(Dataset records)
==========

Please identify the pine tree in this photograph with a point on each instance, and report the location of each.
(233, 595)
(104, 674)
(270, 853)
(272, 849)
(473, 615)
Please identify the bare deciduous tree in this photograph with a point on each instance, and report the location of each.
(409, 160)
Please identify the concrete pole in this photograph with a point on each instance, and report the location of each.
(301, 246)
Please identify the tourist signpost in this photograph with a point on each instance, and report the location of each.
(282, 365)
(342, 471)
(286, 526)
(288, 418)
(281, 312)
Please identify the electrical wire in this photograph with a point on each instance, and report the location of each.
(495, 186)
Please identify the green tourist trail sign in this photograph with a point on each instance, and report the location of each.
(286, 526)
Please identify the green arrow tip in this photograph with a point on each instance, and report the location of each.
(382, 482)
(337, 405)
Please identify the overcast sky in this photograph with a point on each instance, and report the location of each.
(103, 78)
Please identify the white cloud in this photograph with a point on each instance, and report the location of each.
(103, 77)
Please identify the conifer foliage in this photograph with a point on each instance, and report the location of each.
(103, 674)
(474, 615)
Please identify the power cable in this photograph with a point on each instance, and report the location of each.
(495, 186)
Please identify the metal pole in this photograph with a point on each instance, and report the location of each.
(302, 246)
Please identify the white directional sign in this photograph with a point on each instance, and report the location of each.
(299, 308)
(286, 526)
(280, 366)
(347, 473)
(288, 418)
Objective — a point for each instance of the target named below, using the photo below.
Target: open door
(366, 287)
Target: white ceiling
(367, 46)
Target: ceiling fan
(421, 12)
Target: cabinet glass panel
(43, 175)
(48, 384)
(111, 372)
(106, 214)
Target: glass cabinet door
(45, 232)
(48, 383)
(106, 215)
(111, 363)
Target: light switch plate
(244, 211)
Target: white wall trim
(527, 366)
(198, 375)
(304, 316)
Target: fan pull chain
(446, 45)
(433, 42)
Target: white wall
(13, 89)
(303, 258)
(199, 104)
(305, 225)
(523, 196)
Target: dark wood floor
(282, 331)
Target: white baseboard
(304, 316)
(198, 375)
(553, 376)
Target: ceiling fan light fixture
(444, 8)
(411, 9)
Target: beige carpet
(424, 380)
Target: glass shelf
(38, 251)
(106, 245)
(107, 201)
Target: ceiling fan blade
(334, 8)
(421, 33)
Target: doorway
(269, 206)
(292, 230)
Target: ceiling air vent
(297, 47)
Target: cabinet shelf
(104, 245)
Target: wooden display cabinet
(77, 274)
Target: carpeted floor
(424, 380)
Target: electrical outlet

==========

=== Aim of the task ===
What is needed is an exact copy of all the records.

=== Solution to this exercise ===
Please identify the pine tree in this photograph with a point on each instance, and report the location of each.
(233, 595)
(104, 674)
(270, 853)
(272, 849)
(473, 615)
Please identify the bare deciduous tree in this photograph with a point on each instance, and report the location of each.
(409, 160)
Please identify the concrete pole in this photograph with a point on each instance, and report the location of each.
(301, 246)
Please identify the tourist signpost in this photograph with a point on each instance, and report the location of each.
(282, 365)
(342, 471)
(286, 526)
(288, 418)
(281, 312)
Please identify the electrical wire in this photograph with a point on each instance, and report the location of each.
(495, 186)
Please identify the green tourist trail sign in this photograph with a point on each instance, and report the location of each.
(286, 526)
Please identify the green arrow tip in this photograph with a point on each instance, and report the location of each.
(382, 482)
(337, 405)
Please identify the overcast sky in this photograph with a point on each instance, and report the location of each.
(103, 78)
Please identify the white cloud in this photograph with a point on each instance, and report the location of each.
(103, 77)
Please identify the conifer foliage in this photograph with a point on each instance, and report the location of each.
(103, 674)
(474, 615)
Please identify the power cable in this photograph with a point on each instance, and report the location of each.
(495, 186)
Please identify the metal pole in this photograph with a point on each instance, and report the location of each.
(302, 246)
Please identify the white directional sign in this photograph with a point on each instance, and report the location of each.
(299, 308)
(286, 526)
(280, 366)
(347, 473)
(288, 418)
Objective — a point for each instance of the target named below, using the photo below.
Target: open door
(366, 287)
Target: white ceiling
(367, 46)
Target: ceiling fan
(421, 12)
Target: cabinet glass panel
(43, 175)
(48, 384)
(111, 372)
(106, 214)
Target: glass cabinet door
(45, 232)
(48, 383)
(106, 215)
(111, 363)
Target: light switch plate
(244, 211)
Target: white wall trim
(527, 366)
(198, 375)
(304, 316)
Target: fan pull chain
(446, 45)
(433, 42)
Target: white wall
(13, 89)
(303, 258)
(199, 104)
(305, 225)
(523, 196)
Target: dark wood floor
(282, 331)
Target: white baseboard
(304, 316)
(198, 375)
(553, 376)
Target: ceiling fan light fixture
(444, 8)
(411, 9)
Target: beige carpet
(424, 380)
Target: glass shelf
(38, 251)
(106, 245)
(107, 201)
Target: ceiling fan blade
(334, 8)
(421, 33)
Target: doorway
(269, 206)
(292, 230)
Target: ceiling air vent
(297, 47)
Target: cabinet shelf
(104, 245)
Target: wooden display cabinet
(77, 274)
Target: carpeted floor
(424, 380)
Target: electrical outlet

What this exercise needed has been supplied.